→ Action item
Print the first line of the data below and every one after it, through the line containing "plant in the image above.", exactly as written.

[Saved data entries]
===============

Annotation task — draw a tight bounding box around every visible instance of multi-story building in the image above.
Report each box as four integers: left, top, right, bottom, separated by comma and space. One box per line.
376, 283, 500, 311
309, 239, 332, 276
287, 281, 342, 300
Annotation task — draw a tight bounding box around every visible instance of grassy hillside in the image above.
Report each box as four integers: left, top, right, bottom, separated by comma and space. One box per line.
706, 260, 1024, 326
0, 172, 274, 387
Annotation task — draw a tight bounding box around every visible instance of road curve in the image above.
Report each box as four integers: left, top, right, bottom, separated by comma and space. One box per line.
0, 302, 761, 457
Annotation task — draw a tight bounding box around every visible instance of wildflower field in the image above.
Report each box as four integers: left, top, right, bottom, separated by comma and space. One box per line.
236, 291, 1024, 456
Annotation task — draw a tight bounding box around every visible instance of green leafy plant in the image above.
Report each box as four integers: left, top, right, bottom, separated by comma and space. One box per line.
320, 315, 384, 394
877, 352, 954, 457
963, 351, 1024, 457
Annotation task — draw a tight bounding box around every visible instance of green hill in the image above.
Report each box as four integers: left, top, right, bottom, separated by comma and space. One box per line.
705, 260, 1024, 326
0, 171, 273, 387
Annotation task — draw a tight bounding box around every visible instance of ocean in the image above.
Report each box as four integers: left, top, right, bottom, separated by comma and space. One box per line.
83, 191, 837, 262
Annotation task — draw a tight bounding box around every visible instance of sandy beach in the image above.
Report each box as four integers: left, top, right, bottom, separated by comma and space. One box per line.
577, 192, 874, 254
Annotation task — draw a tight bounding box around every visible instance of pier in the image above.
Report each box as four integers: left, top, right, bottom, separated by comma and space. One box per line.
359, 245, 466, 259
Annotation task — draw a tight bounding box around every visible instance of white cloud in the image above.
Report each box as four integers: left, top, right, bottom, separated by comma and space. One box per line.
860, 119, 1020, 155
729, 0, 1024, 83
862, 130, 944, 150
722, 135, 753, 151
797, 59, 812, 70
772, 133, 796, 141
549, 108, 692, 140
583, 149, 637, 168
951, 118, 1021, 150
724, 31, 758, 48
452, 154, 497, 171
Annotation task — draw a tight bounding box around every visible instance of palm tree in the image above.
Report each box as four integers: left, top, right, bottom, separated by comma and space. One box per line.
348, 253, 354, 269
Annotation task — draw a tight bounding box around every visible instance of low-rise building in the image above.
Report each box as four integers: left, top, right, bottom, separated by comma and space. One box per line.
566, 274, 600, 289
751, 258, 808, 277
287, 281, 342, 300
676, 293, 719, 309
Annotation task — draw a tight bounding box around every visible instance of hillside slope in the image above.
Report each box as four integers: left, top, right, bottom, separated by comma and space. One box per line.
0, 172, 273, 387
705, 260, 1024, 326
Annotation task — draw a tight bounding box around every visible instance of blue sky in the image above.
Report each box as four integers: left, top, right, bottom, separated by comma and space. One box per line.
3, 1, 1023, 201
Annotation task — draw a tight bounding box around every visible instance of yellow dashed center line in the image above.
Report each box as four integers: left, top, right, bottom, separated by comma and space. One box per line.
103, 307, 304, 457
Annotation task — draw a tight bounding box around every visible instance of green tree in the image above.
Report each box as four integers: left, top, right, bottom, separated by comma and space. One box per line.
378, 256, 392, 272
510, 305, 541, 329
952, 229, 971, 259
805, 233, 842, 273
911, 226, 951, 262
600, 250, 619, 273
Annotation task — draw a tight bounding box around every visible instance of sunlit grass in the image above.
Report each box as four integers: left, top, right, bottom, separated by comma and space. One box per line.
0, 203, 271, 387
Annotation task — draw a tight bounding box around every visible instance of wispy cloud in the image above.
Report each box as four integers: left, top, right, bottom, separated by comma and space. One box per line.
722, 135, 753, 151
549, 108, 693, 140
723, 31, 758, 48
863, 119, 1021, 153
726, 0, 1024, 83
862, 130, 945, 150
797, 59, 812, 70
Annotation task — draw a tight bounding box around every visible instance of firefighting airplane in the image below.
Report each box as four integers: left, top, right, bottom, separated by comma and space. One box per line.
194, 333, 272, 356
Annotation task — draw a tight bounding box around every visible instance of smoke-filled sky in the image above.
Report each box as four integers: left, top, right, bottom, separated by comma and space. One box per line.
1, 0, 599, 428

===============

→ Written response
Annotation task — draw a tight bounding box around every visible instance of multi-story building in the image above.
Report each box as four integers: left, top, right, bottom, separated by comma and space. One box per line.
376, 283, 500, 311
309, 239, 332, 276
287, 281, 342, 300
Annotation task — draw a tight bounding box around every visible instance of grassy hillside in the image above.
Report each box as four integers: left, top, right, bottom, separated by comma and space. One box per line.
706, 260, 1024, 326
0, 172, 274, 387
Annotation task — draw a tight bounding box around every visible instance of road curve in the image above.
Report each box as four integers: left, top, right, bottom, separated by comma and space. One box per line.
0, 302, 761, 457
Annotation task — draw a tight bounding box around every visible instance of wildflower field in the image above.
Report each box as four integers: left, top, right, bottom, separated by comma and space. One box per line.
236, 291, 1024, 456
Annotation task — draw a tight bounding box around every visible instance of green leafy plant in the image above.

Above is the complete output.